Détournement juridique du décret d’hébergement de données de santé

26 juil. 2016 - 13:22,

Tribune

- Cédric Cartau
Récemment, au fil de mes pérégrinations dans le petit monde de la santé, je suis tombé coi devant un usage du décret d’hébergement qui pourrait paraître, a priori, comme un détournement juridique.

Le cas est le suivant : un petit établissement (Ehpad de moins de 5 millions d’euros de budget annuel d’exploitation) a conclu un contrat d’externalisation de son informatique auprès d’une société informatique (SSII). L’Ehpad n’utilise que quelques applications : Active Directory, un ERP intégré de gestion administrative et médicale des patients, une comptabilité, une paye, le tout tenant sans soucis sur un seul serveur correctement dimensionné. La SSII en question, dont je tairai le nom, s’occupe à la fois de l’hébergement technique de la machine et de son exploitation (supervision, sauvegardes, etc.).

Je m’étonne lorsque le directeur de l’Ehpad m’affirme que la SSII ne dispose pas de l’agrément hébergeur, mais que son directeur lui a affirmé que dans le cas de la relation contractuelle établie entre les parties, le mode d’externalisation de l’hébergement objet de la prestation échappe aux contraintes de l’agrément.

Petit rappel : l’agrément s’impose à toute entité juridique qui héberge techniquement des données de santé pour le compte de tiers. Si, par exemple, l’hôpital du coin déplace ses serveurs dans le datacenter d’Orange, ce dernier est tenu de disposer du fameux agrément sans quoi il se met hors la loi (Orange dispose de cet agrément). 

Dans le cas présent, le directeur de la SSII a été très malin : il n’a pas conclu un contrat d’hébergement de serveur avec l’Ehpad, mais un contrat de bail de location d’un local nu (en gros, des mètres carrés avec un toit, une prise électrique et une climatisation) au sein duquel l’Ehpad fait ce qu’il désire, y compris organiser des boums et des soirées dansantes si cela lui chante. Juridiquement parlant, le contrat de bail correspond à un transfert de propriété du local, et de fait la SSII n’héberge plus rien puisque l’espace en question ne lui appartient plus. Elle se contente simplement d’amener l’électricité (comme EDF chez moi) et une prise réseau (comme l’ADSL chez moi). Pour la partie exploitation, la SSII a signé un second contrat de maintien en condition opérationnelle concernant des serveurs qui pourraient par ailleurs se trouver n’importe où sur Terre, ce second contrat ne présuppose en rien un intermédiaire hébergeur. Avec un tel montage, la SSII échappe (selon son PDG) aux fourches caudines de l’agrément.

▶ **CONSIGNE**
Veuillez prolonger la tribune sur le détournement du décret d'hébergement des données de santé en reprenant juste après sa dernière phrase.

▶ **DONNÉES**
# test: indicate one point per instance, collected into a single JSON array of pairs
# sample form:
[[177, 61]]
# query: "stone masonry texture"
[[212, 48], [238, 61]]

▶ **RÉPONSE**
N’étant pas juriste, j’ai tout de même interrogé quelques spécialistes du domaine, et voilà ce qu’il en ressort : si le contrat n’avait pas été un contrat de bail mais une mise à disposition d’espace dans un datacenter (qui n’emporte pas sur la propriété même temporaire du local, qui reste alors celle de la SSII), la SSII aurait dans ce cas précis relevé du décret d’hébergement. Cela peut paraître étonnant, mais pas tant que cela en fait. Nombre d’hébergeurs agréés (souvent des éditeurs souhaitant proposer leurs solutions en mode SaaS) détiennent l’agrément mais ne possèdent aucun datacenter, se contentant de louer de l’espace dans un datacenter privé : si le cas décrit ci-dessus était illégal, quid alors de ces datacenters privés qui hébergent de facto de la donnée médicale pour le compte des éditeurs (et eux-mêmes pour le compte de leurs clients). Un gros hôpital pourrait par ailleurs aussi décider de louer des mètres carrés dans un datacenter privé afin de faire face à la pénurie de place dans son propre datacenter. On voit mal comment, dans cette hypothèse, le propriétaire dudit datacenter privé relèverait du décret.

Quant au second contrat de maintien en condition opérationnelle, tout le monde conviendra qu’il n’impacte en rien l’hébergeur (et donc les obligations du décret), car le serveur pourrait se trouver au sein de l’Ehpad lui-même comme chez un hébergeur agréé, ce qui ne changerait en rien les termes de ce second contrat.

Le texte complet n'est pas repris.